**TEXT SHOWN:**
== Segment start ==
Bruce Logan 25 July 2018
Bruce Logan warns us that contrary to the libertarian credentials of ACT’s David Seymour, euthanasia will encourage the old, disadvantaged & disabled to undervalue themselves, and will actually decrease individual freedom.
David Seymour, the ACT member for Parliament and sponsor of the Euthanasia Bill claims libertarian credentials (Herald, July 3). Excellent. One could say a number of good things about libertarianism. Not least, its grasp on the notion of citizenship freedom and its suspicion of over-reaching state power.
However, like many libertarians Mr Seymour finds himself advocating something other than what his philosophy advocates. His demand for euthanasia might look like increasing individual freedom, but it doesn’t. It’s quite the opposite.
The confusion lies in a misplaced faith in the law to control our lives and make us better. Unfortunately, the law is not a nurse; it’s a schoolmaster who would discipline us everywhere. There are, however, good laws and bad laws. Good laws encourage conscience while bad laws negate it. The End of Life Choice Bill is bad law because it will compromise first the individual conscience and ultimately public morality.
Implicit in Mr Seymour’s bill is the assumption that law should be used to create new personal freedoms, the right to kill under certain circumstances, when it should be preserving the self-evident freedom of the right to life. It fails to comprehend the transcendent foundation of human dignity. It is an ideology that presumes universality when its vision is limited by contemporary human rights theory. It is presumptuous in its claim to understand the mystery of human suffering.
Euthanasia might first appear to be an enhancement of freedom by widening the contemporary fixation with choice, but it is not possible in this context, or any context, to distribute choice justly. It will, in fact limit the choice for a great deal more people than for those very few people who might appear to benefit. The very nature of Mr Seymour’s bill undervalues the complexity of human decision making because it will undermine sensitive family dynamics. It creates too great an opportunity for relatives to coerce family members to hasten their own death.
In New Zealand the law says that one citizen must not kill another. Mr Seymour’s Bill would claim that it is permissible, under certain conditions, for some people to kill others. Immediately that compromises the freedom of those citizens the law says we may assist to bring about their death.
== Segment end ==
**TASKS AND EXERCISES:**
A. Extract the portion of the opinion piece on the euthanasia bill from "Euthanasia might first" to "about their death.".
B. According to the opinion piece on the euthanasia bill, why is the End of Life Choice Bill bad law?
Work only from the opinion piece on the euthanasia bill.

[Dataset excerpts]
== Segment start ==
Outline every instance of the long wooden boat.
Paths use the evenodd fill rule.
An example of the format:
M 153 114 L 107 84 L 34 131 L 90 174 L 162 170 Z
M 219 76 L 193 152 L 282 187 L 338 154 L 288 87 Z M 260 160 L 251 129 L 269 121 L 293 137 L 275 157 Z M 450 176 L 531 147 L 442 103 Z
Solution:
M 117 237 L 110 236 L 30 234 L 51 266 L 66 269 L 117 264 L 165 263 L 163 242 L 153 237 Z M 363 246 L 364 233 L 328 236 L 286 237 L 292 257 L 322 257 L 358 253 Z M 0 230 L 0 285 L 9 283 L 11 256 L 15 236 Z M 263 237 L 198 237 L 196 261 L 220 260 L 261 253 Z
== Segment end ==
**RESULTS BY TASK:**
A.
Euthanasia might first appear to be an enhancement of freedom by widening the contemporary fixation with choice, but it is not possible in this context, or any context, to distribute choice justly. It will, in fact limit the choice for a great deal more people than for those very few people who might appear to benefit. The very nature of Mr Seymour’s bill undervalues the complexity of human decision making because it will undermine sensitive family dynamics. It creates too great an opportunity for relatives to coerce family members to hasten their own death.
In New Zealand the law says that one citizen must not kill another. Mr Seymour’s Bill would claim that it is permissible, under certain conditions, for some people to kill others. Immediately that compromises the freedom of those citizens the law says we may assist to bring about their death.

B. It will compromise first the individual conscience and ultimately public morality.